◆ **WHAT IS ASKED**:
According to the excerpt below on ZIL and MDL, how much of MDL does ZIL contain?

In contrast, the MDL source is filled with 1, NTH, REST, MAPF, and other functional-language constructs.
So in one sense, ZIL is a completely different language from MDL. It's a C-like compiled language which operates entirely on fixed data structures. But in another sense, as you can see from the examples above, they're almost identical! How does this make sense?
My answer is that game logic is a fairly narrow sort of programming. The combat example sets some local variables and looks up some object properties (fixed data structures!). It compares numbers; it compares variables to objects. And there's a bunch of "if" statements with "and"s and "or"s. Familiar, right? There are dozens of ad-hoc game scripting languages with similar features. You don't use a language like that to solve graph-theory problems, much less build a compiler.
(The Ancient Terror puzzle in Enchanter does involve some graph theory, but this is implemented with some rather clunky nested loops. Not a Lisp-y solution at all.)
It's not that functional methodology is impossible in ZIL. The language clearly imports as much of MDL's functional model as it can. It's just that this isn't very much. ZIL has about as much of MDL as can be compiled into static (non-allocating) code. Which makes sense -- that's exactly what the ZILCH compiler did.

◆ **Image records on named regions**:
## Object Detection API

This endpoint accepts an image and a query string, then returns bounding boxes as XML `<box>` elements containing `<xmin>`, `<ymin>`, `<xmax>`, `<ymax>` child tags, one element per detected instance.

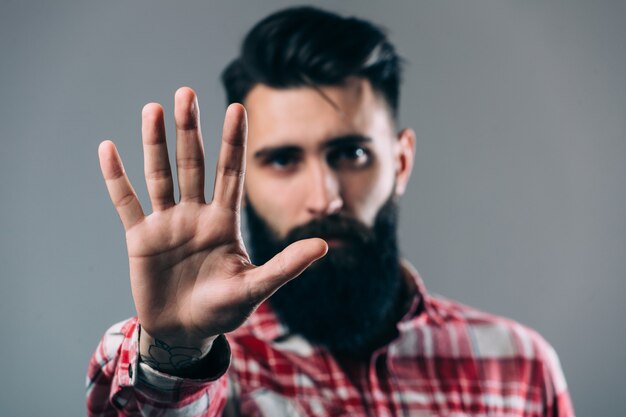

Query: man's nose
<box><xmin>304</xmin><ymin>162</ymin><xmax>343</xmax><ymax>217</ymax></box>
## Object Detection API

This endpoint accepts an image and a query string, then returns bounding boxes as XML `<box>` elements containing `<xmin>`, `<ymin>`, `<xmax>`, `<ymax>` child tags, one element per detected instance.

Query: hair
<box><xmin>222</xmin><ymin>6</ymin><xmax>402</xmax><ymax>118</ymax></box>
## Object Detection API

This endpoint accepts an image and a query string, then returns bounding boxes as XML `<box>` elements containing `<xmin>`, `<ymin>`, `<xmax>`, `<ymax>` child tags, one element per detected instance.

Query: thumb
<box><xmin>246</xmin><ymin>238</ymin><xmax>328</xmax><ymax>300</ymax></box>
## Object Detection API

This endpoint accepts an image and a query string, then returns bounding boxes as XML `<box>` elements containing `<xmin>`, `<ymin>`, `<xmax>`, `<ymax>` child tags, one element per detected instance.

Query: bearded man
<box><xmin>87</xmin><ymin>7</ymin><xmax>573</xmax><ymax>417</ymax></box>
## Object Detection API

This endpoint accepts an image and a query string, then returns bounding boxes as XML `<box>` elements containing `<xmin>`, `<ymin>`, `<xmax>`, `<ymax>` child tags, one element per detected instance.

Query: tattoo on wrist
<box><xmin>141</xmin><ymin>339</ymin><xmax>202</xmax><ymax>371</ymax></box>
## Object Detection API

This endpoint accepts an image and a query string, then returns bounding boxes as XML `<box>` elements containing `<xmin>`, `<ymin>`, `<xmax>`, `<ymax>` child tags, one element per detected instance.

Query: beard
<box><xmin>245</xmin><ymin>196</ymin><xmax>406</xmax><ymax>356</ymax></box>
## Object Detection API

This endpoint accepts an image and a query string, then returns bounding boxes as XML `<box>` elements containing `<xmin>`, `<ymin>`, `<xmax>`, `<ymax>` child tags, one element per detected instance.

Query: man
<box><xmin>88</xmin><ymin>7</ymin><xmax>573</xmax><ymax>416</ymax></box>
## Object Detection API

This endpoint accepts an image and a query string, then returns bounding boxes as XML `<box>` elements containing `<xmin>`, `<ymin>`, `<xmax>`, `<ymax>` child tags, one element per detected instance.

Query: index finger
<box><xmin>213</xmin><ymin>103</ymin><xmax>248</xmax><ymax>211</ymax></box>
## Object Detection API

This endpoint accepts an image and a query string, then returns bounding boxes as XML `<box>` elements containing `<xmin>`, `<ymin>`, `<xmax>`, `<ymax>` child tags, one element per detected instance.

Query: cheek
<box><xmin>245</xmin><ymin>173</ymin><xmax>304</xmax><ymax>236</ymax></box>
<box><xmin>342</xmin><ymin>158</ymin><xmax>394</xmax><ymax>226</ymax></box>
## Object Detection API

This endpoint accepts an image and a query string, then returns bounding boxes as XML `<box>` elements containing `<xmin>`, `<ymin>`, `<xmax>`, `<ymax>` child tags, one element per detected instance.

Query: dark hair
<box><xmin>222</xmin><ymin>6</ymin><xmax>401</xmax><ymax>117</ymax></box>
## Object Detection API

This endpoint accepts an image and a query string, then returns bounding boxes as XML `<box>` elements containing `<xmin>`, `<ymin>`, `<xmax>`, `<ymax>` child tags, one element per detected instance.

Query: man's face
<box><xmin>245</xmin><ymin>77</ymin><xmax>413</xmax><ymax>237</ymax></box>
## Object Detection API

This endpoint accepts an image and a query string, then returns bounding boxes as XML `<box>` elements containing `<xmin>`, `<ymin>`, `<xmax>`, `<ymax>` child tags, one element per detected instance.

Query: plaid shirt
<box><xmin>87</xmin><ymin>264</ymin><xmax>574</xmax><ymax>417</ymax></box>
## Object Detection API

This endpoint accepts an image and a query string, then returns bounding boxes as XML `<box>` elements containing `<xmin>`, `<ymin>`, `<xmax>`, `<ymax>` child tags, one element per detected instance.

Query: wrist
<box><xmin>139</xmin><ymin>328</ymin><xmax>218</xmax><ymax>376</ymax></box>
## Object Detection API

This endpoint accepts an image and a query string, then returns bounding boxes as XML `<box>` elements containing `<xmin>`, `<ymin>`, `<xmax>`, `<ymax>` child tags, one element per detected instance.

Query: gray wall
<box><xmin>0</xmin><ymin>0</ymin><xmax>626</xmax><ymax>416</ymax></box>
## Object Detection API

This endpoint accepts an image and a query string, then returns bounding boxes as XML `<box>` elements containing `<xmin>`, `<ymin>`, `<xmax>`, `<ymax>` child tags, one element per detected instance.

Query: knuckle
<box><xmin>115</xmin><ymin>193</ymin><xmax>135</xmax><ymax>208</ymax></box>
<box><xmin>176</xmin><ymin>157</ymin><xmax>204</xmax><ymax>169</ymax></box>
<box><xmin>146</xmin><ymin>168</ymin><xmax>172</xmax><ymax>181</ymax></box>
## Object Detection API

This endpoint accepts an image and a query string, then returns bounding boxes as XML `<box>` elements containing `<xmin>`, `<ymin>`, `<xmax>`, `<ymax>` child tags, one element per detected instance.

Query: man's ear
<box><xmin>394</xmin><ymin>128</ymin><xmax>415</xmax><ymax>196</ymax></box>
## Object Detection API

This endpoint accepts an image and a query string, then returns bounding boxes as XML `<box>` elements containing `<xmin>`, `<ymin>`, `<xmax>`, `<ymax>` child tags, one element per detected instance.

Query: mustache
<box><xmin>284</xmin><ymin>214</ymin><xmax>376</xmax><ymax>244</ymax></box>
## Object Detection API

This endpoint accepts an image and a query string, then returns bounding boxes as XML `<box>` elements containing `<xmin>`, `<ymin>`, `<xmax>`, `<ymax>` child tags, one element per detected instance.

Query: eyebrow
<box><xmin>254</xmin><ymin>134</ymin><xmax>372</xmax><ymax>159</ymax></box>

◆ **TASK ANSWER**:
ZIL contains about as much of MDL as can be compiled into static (non-allocating) code.